(PAGE EXCERPT Opens)
My Da Tao have been very selective of his food these days. Everytime I eat, it'll be in about 15 mins when everything comes out back. Yes, I timed so that I wont vomit in the car after eating outside.

Had my first 'siput biawak' last nite. I was just too tired that I fell asleep without recalling wat I did to make it ok. It's been years since I had it, so cant really remember wat to do and usually it'll be chubby who will flex my foot to make the cramp go away. LOL! Told him this morning about it and now he have to be on standby again for my cramps.

Rachel and Fizah are also preggy. Almost same EDD as mine. So happy for them!

Ok I'm too sleepy to write more. 2 more weeks and I'll be in my 2T. Insyallah. Amin..

Thursday, March 26, 2009

My Lil Da Tao

Presenting my Lil' Da Tao..measuring at 2.56cm.

I've gained 1 kg from the last check up. Errk! I tot I would lose weight from all that vomitting and not eating. Well, lets hope, it's all going to the baby.

I actually wanted to keep this private till my 12 weeks. But after seeing the lil human in me growing well, I can't keep this secrete any longer. Else I'll explode! Well, you are most welcome to read from the beginning... :D, if it interest you that is.

Alhamdulllilah. As you can see, my lil bean have taken form into a tiny human. He looks quite fat eh? I'm just assuming it's a boy now. Maternal instinct.

So now I'm at 9 weeks 6 days. Chubby was amazed at the baby's growth. Still not much excitement I can see from him. I asked for spring chicken in the middle of the night and didnt get it. I was expected to go down together to buy. I might as well get it myself right? #$@!

I was even determined to go for the check up myself yesterday and he said of coz he will follow. Bah!

The sad part is I cant deliver the baby on Chubby's bday coz Dr Heng will be away. waarrgghh!! So I guess I'll just deliver it when he wants to come out lor..

Monday, March 23, 2009

9 weeks 1 or 4 days

Alhamdullilah. I am in the week where I lost the last one. Ocassional throwing up is still occuring. Which is good.

I'm not my best today. Got flu and feeling a bit feverish.

Sometimes I get sharp cramps when I get up too fast from the sofa. Hope that's ok. It's great to be able to share experiences with other MTBs on Singaporemotherhood forum. Its been about a week since I joined and it felt like I've know theme forever.

I'm now officially appointed as the VP of our RYC (Royal Yellow Club). It's a made up club in the forum, where the yellow mindeds are selected or rather appointed. LOL!

For now it's only Ros,Siti, Mak, Kak Juli, Manje & Chubby knows bout my pregnancy. Coz these are the ppl that matters anyway.

I am suprised at myself, that with this pregnancy, I can control my anger well. I don't get agitated easily. But I tink I'm a bit oversensitive when it comes to chubby. I feel like he doesnt seem to be loving me as he always had. He doesnt hold me like he use too. It seems like I'm the only one pulling the string now. I feel like he has someone else. Or maybe it's just me to feel this way. I'm losing the confidence on myself that i use to have, now that I'm getting bigger and uglier. I dont see him being to eager bout our baby. Everytime I talk bout my irritants, he will just give me an ignorant look. Like, "so?". I have decided not to ask him if he will come with me to the check ups. I can go on my own. You know the last time we went for the check up, after I arrange for the next appointment, I told him maybe I'll change to Mondays instead so that he can come. And he said, but that doesnt guarantee that he can accompany me. Its like he's trying to siam from the appointments. So I decided to keep it at Wednesdays, coz it wont make much diff anyway.
(PAGE EXCERPT Closes)
(ENTRIES SHOWN Opens)
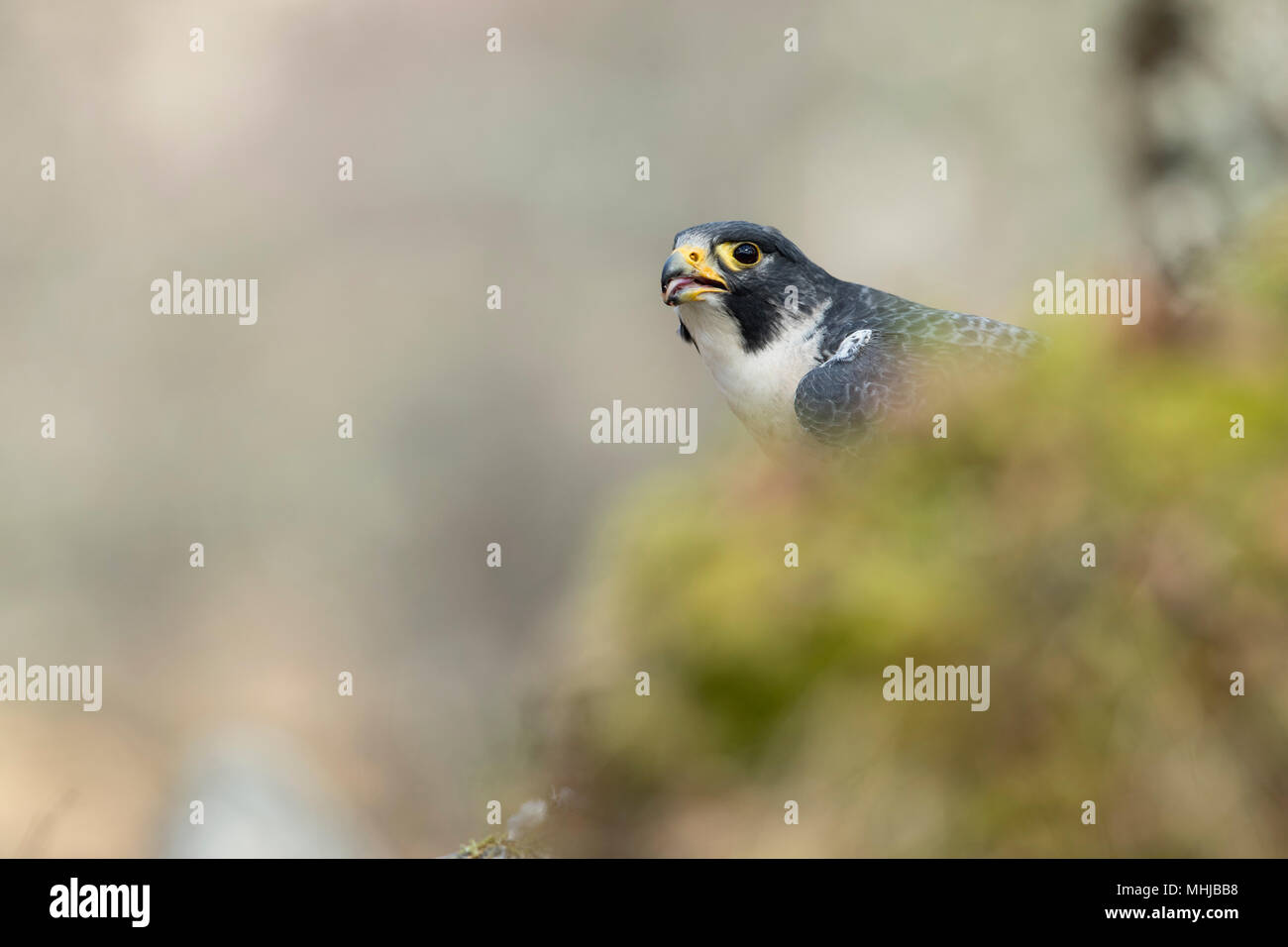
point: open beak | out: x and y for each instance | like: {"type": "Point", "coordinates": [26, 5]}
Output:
{"type": "Point", "coordinates": [687, 275]}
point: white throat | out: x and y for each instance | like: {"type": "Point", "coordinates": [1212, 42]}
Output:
{"type": "Point", "coordinates": [760, 386]}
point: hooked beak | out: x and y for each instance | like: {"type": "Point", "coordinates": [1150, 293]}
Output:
{"type": "Point", "coordinates": [687, 275]}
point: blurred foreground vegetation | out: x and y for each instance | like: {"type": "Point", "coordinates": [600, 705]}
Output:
{"type": "Point", "coordinates": [1108, 684]}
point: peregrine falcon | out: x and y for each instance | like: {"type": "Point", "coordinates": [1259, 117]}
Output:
{"type": "Point", "coordinates": [802, 356]}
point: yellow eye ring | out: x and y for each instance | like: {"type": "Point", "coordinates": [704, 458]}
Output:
{"type": "Point", "coordinates": [739, 256]}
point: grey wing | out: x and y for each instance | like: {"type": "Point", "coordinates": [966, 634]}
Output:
{"type": "Point", "coordinates": [841, 401]}
{"type": "Point", "coordinates": [871, 372]}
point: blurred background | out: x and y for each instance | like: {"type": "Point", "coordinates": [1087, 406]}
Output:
{"type": "Point", "coordinates": [472, 427]}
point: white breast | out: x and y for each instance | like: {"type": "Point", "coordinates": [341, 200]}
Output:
{"type": "Point", "coordinates": [760, 386]}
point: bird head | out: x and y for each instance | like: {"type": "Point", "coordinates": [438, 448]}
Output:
{"type": "Point", "coordinates": [751, 272]}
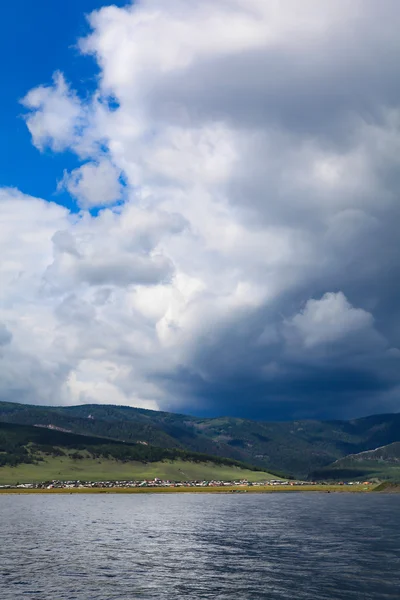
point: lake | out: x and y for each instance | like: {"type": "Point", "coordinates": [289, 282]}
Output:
{"type": "Point", "coordinates": [187, 546]}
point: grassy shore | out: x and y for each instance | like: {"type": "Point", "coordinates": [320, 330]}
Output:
{"type": "Point", "coordinates": [88, 469]}
{"type": "Point", "coordinates": [205, 490]}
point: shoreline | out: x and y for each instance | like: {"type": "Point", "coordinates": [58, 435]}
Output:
{"type": "Point", "coordinates": [202, 490]}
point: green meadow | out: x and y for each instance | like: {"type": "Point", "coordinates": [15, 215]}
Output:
{"type": "Point", "coordinates": [66, 468]}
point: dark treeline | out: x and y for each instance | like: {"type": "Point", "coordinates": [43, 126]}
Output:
{"type": "Point", "coordinates": [23, 444]}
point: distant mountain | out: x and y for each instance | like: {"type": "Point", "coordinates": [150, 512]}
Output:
{"type": "Point", "coordinates": [40, 454]}
{"type": "Point", "coordinates": [295, 448]}
{"type": "Point", "coordinates": [381, 463]}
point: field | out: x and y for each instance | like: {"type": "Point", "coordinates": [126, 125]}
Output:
{"type": "Point", "coordinates": [88, 469]}
{"type": "Point", "coordinates": [205, 490]}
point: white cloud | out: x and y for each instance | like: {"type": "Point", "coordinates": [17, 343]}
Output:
{"type": "Point", "coordinates": [259, 146]}
{"type": "Point", "coordinates": [93, 184]}
{"type": "Point", "coordinates": [55, 115]}
{"type": "Point", "coordinates": [329, 320]}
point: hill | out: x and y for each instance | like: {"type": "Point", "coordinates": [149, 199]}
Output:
{"type": "Point", "coordinates": [296, 448]}
{"type": "Point", "coordinates": [35, 454]}
{"type": "Point", "coordinates": [381, 463]}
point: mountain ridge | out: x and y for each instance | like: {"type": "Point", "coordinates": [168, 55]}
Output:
{"type": "Point", "coordinates": [296, 448]}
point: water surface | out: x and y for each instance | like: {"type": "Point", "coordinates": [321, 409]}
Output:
{"type": "Point", "coordinates": [183, 546]}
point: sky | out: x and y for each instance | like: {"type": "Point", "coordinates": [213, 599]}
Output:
{"type": "Point", "coordinates": [199, 206]}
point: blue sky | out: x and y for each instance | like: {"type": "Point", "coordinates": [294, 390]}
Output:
{"type": "Point", "coordinates": [228, 240]}
{"type": "Point", "coordinates": [38, 38]}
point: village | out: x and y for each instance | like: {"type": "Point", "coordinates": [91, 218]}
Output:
{"type": "Point", "coordinates": [159, 483]}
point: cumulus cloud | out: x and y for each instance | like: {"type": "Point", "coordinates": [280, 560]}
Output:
{"type": "Point", "coordinates": [250, 263]}
{"type": "Point", "coordinates": [93, 184]}
{"type": "Point", "coordinates": [329, 321]}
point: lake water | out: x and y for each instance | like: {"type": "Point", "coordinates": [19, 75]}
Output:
{"type": "Point", "coordinates": [187, 546]}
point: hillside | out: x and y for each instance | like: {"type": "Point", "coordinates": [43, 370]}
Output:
{"type": "Point", "coordinates": [38, 454]}
{"type": "Point", "coordinates": [381, 463]}
{"type": "Point", "coordinates": [296, 448]}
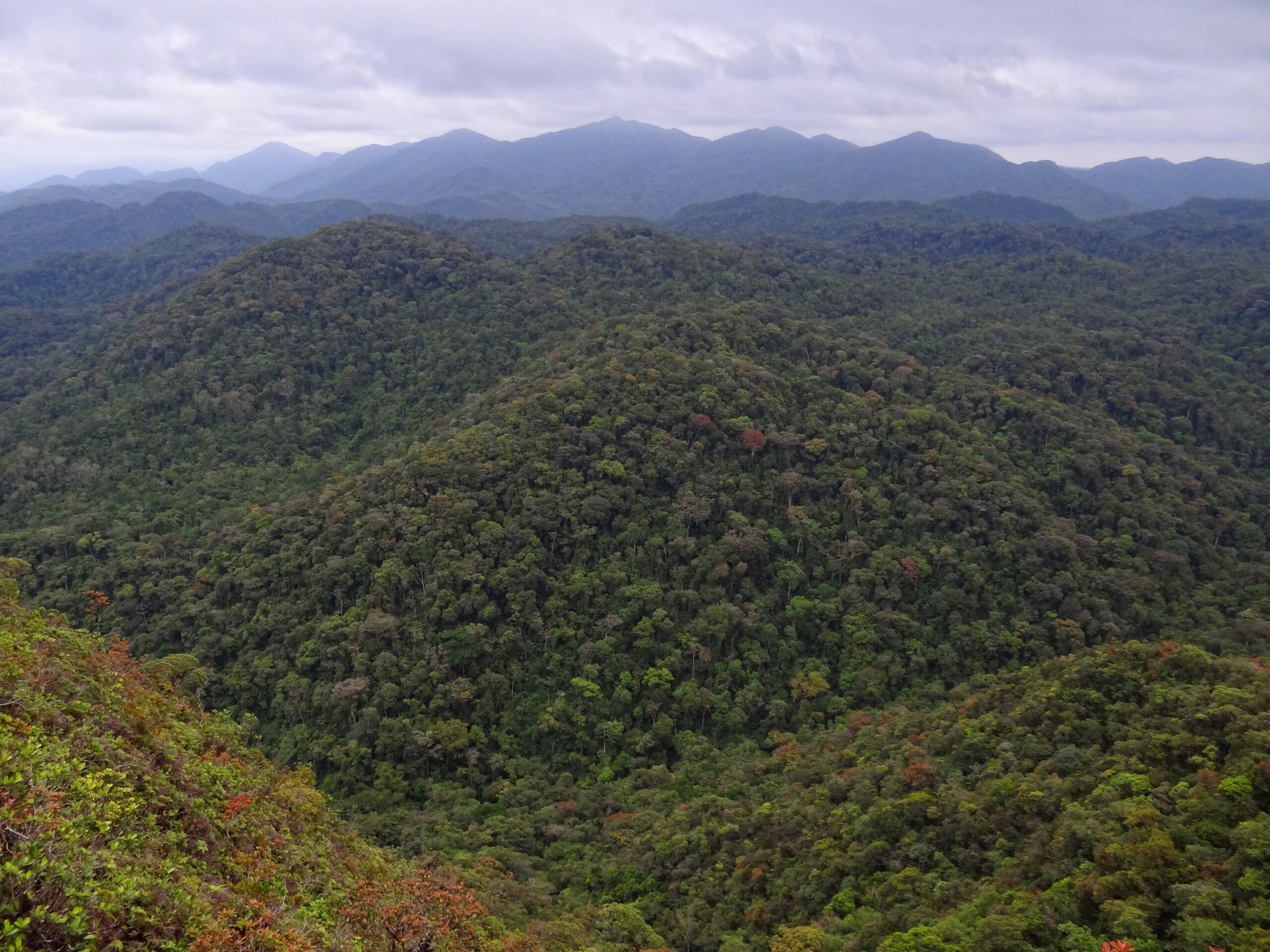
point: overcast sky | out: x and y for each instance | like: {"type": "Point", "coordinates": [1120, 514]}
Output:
{"type": "Point", "coordinates": [171, 83]}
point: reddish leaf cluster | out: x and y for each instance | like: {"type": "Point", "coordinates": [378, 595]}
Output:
{"type": "Point", "coordinates": [420, 913]}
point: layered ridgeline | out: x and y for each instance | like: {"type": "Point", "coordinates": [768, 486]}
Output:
{"type": "Point", "coordinates": [132, 821]}
{"type": "Point", "coordinates": [624, 567]}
(ENTRIES SHOWN Closes)
Could you output the stretch from "Presenting my Lil'" through "myself right? #$@!" in the pregnancy diary, copied word for word?

Presenting my Lil' Da Tao..measuring at 2.56cm.

I've gained 1 kg from the last check up. Errk! I tot I would lose weight from all that vomitting and not eating. Well, lets hope, it's all going to the baby.

I actually wanted to keep this private till my 12 weeks. But after seeing the lil human in me growing well, I can't keep this secrete any longer. Else I'll explode! Well, you are most welcome to read from the beginning... :D, if it interest you that is.

Alhamdulllilah. As you can see, my lil bean have taken form into a tiny human. He looks quite fat eh? I'm just assuming it's a boy now. Maternal instinct.

So now I'm at 9 weeks 6 days. Chubby was amazed at the baby's growth. Still not much excitement I can see from him. I asked for spring chicken in the middle of the night and didnt get it. I was expected to go down together to buy. I might as well get it myself right? #$@!